### What you should do
Extract every line of the data below that contains the word "face".
━━━━━━━━━━
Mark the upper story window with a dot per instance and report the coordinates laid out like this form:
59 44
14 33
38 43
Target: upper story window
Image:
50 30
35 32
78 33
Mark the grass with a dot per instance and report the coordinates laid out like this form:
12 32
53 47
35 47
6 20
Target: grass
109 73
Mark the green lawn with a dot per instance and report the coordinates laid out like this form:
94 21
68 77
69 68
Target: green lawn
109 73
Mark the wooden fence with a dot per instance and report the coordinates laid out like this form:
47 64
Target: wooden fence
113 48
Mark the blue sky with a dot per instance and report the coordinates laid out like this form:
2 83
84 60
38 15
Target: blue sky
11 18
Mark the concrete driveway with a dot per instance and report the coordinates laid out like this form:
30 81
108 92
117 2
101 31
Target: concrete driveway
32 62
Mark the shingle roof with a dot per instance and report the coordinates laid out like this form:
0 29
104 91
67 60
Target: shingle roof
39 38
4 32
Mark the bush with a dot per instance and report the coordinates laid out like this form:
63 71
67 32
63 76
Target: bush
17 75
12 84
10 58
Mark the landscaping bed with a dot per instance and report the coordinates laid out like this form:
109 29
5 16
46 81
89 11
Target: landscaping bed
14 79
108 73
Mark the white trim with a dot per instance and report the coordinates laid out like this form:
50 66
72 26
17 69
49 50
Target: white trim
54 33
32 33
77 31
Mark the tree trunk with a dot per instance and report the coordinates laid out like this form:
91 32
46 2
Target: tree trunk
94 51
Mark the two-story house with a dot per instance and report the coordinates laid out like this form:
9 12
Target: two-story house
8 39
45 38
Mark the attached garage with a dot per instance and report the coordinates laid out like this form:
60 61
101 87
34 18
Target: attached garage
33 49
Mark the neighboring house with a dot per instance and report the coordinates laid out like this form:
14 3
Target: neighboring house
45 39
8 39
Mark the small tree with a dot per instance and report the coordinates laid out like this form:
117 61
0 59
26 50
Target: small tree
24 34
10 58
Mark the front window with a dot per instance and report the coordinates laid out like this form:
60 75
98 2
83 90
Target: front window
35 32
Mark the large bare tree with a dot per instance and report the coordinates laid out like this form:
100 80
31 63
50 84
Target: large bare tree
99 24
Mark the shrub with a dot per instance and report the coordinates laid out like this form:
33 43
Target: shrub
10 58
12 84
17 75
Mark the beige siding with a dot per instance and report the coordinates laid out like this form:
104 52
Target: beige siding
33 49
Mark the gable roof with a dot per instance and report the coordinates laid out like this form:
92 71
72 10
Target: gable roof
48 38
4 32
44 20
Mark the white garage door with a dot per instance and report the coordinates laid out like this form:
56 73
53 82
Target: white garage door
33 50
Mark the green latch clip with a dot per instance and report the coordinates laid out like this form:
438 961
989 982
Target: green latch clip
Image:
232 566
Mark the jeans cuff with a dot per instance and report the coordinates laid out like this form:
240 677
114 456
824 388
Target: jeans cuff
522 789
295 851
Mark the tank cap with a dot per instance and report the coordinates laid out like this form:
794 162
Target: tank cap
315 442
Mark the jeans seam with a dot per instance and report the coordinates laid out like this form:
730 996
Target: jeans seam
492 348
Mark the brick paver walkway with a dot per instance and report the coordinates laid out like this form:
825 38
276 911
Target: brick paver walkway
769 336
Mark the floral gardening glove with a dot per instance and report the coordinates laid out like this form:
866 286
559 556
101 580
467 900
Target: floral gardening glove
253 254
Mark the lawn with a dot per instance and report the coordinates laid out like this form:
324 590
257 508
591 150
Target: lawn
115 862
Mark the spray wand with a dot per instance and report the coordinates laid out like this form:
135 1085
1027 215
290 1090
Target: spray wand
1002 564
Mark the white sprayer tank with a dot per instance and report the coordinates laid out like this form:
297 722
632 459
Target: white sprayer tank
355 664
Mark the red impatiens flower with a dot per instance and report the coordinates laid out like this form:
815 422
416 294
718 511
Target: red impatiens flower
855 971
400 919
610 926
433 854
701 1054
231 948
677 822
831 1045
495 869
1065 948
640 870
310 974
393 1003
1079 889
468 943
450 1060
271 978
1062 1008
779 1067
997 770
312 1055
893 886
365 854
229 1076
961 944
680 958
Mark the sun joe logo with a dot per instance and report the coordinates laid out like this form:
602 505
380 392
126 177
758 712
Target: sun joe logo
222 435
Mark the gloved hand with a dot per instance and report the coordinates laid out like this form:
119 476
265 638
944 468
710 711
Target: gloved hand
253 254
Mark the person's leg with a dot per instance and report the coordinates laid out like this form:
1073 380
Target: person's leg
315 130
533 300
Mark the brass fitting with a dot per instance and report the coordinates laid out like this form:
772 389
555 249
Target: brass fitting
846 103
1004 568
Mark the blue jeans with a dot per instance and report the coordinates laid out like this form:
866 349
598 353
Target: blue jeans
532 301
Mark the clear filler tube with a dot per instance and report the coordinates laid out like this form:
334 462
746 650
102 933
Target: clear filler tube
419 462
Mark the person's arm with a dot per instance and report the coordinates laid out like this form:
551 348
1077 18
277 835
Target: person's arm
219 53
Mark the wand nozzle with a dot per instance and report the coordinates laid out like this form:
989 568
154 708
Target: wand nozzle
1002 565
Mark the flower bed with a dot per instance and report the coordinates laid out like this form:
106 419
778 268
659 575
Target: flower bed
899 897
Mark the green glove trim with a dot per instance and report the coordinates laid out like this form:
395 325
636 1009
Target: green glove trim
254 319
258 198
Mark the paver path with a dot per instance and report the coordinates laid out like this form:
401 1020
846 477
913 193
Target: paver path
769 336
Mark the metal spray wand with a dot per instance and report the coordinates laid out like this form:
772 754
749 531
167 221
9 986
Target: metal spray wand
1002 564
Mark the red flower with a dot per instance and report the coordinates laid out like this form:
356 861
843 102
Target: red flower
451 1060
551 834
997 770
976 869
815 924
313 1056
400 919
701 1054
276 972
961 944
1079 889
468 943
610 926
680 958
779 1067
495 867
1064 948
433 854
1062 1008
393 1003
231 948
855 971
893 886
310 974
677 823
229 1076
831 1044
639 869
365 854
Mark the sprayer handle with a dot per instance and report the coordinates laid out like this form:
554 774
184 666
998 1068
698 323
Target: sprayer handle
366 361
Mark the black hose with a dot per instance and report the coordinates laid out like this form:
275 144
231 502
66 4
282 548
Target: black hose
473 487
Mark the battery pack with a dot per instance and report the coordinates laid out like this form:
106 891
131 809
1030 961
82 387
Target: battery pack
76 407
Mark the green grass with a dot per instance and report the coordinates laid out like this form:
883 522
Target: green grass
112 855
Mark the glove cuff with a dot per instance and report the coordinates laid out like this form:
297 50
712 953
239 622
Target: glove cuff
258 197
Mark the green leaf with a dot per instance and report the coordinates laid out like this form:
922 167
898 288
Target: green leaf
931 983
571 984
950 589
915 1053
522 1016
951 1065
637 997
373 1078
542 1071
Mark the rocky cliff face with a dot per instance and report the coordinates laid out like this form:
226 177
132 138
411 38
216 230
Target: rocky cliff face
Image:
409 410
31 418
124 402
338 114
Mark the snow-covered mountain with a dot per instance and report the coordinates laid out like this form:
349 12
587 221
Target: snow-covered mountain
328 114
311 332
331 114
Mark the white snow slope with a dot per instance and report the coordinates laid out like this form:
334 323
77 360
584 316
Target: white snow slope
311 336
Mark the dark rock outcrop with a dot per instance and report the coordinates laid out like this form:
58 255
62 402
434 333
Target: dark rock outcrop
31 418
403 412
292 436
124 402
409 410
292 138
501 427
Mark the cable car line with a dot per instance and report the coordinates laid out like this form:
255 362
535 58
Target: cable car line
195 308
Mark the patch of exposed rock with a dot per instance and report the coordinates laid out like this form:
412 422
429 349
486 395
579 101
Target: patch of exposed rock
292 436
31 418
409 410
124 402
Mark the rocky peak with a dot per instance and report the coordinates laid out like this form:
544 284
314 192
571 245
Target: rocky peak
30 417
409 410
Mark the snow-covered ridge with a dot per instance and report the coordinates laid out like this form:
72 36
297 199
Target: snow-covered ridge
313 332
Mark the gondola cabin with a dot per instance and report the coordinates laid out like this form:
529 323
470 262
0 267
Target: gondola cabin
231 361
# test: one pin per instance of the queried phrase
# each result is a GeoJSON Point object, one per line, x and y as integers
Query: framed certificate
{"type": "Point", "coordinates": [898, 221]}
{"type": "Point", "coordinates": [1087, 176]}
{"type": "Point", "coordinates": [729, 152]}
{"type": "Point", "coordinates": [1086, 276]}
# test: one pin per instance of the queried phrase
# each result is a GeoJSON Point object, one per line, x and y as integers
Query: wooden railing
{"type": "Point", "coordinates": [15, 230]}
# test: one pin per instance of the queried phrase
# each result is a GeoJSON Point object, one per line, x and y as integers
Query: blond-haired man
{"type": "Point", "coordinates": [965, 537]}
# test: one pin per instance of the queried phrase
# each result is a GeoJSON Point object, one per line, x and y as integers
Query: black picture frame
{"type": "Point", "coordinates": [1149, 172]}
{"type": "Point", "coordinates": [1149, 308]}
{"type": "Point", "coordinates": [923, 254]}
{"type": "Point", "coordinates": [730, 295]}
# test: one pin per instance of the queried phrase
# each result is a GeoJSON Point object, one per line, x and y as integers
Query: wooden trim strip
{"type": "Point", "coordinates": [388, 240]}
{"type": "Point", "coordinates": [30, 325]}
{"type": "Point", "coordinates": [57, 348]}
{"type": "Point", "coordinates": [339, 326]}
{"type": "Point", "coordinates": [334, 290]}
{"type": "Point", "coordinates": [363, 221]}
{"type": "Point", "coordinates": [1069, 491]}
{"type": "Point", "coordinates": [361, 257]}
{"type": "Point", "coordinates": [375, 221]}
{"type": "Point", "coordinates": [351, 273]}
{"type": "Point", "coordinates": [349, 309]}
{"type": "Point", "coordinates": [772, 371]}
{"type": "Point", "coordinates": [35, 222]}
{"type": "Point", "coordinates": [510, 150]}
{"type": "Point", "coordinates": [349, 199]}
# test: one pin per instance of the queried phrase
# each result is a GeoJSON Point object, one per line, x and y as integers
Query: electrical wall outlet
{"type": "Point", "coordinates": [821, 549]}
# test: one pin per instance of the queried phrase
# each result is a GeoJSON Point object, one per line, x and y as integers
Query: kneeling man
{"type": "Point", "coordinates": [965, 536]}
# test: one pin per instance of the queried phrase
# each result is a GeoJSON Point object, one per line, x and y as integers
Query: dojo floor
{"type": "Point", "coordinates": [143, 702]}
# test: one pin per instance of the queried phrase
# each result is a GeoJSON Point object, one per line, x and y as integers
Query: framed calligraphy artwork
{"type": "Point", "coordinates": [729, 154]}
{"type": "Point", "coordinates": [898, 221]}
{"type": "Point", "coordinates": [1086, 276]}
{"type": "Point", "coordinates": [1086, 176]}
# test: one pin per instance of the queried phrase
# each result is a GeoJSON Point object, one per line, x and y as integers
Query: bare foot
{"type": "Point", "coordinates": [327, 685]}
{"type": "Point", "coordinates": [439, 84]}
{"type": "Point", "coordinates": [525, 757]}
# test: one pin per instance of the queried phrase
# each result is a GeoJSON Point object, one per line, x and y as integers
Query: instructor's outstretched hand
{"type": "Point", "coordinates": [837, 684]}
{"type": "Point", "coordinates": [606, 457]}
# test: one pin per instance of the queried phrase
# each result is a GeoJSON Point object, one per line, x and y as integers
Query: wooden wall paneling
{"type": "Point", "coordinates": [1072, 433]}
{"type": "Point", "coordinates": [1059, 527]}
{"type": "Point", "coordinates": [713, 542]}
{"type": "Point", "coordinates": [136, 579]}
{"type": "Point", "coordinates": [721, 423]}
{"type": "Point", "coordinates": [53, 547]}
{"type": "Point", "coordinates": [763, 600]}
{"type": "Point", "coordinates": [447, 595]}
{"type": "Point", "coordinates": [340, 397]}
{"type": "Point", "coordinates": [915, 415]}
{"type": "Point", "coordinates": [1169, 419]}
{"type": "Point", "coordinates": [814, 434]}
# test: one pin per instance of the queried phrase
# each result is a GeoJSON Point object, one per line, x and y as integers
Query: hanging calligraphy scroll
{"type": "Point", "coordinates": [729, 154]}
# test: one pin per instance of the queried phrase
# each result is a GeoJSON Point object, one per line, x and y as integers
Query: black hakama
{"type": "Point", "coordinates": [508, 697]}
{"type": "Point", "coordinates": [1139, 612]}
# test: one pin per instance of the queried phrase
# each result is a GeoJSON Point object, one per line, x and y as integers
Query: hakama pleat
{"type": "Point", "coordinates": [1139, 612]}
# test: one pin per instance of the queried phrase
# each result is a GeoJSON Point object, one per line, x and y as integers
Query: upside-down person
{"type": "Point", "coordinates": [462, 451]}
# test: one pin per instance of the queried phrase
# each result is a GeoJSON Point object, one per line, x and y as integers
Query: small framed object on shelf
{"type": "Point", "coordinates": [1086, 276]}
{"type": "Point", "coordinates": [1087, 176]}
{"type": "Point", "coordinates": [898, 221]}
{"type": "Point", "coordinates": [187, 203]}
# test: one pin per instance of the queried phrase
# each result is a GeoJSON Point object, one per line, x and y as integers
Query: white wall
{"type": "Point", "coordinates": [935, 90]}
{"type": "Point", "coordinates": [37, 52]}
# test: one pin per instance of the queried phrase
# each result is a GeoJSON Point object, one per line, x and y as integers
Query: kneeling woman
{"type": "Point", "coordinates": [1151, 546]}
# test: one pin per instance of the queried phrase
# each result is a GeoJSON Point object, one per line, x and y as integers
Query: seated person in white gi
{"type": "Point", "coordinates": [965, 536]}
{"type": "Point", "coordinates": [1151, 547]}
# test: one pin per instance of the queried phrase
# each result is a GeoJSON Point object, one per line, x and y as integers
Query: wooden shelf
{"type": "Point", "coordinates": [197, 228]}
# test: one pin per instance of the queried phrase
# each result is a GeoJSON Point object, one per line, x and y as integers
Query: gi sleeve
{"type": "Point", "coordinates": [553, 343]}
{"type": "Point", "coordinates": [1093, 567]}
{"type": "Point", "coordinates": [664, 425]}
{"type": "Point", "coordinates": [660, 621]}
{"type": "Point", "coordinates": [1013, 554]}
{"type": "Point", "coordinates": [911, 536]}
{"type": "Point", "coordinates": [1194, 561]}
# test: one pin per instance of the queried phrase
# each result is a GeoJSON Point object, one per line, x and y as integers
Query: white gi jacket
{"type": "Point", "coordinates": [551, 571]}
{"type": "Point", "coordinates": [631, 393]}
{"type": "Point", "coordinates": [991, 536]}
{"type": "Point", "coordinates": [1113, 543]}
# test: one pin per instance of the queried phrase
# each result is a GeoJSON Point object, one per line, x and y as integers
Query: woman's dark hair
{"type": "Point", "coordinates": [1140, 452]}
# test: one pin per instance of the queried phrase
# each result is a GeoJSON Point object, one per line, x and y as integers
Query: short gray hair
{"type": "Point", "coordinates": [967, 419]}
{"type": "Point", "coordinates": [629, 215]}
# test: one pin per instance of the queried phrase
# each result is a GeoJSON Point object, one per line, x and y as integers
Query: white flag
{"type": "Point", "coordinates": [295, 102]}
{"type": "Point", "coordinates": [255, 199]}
━━━━━━━━━━
### Answer
Mark the rocky cliff face with a dot per instance and report the coordinates laid out like this form:
Target: rocky cliff face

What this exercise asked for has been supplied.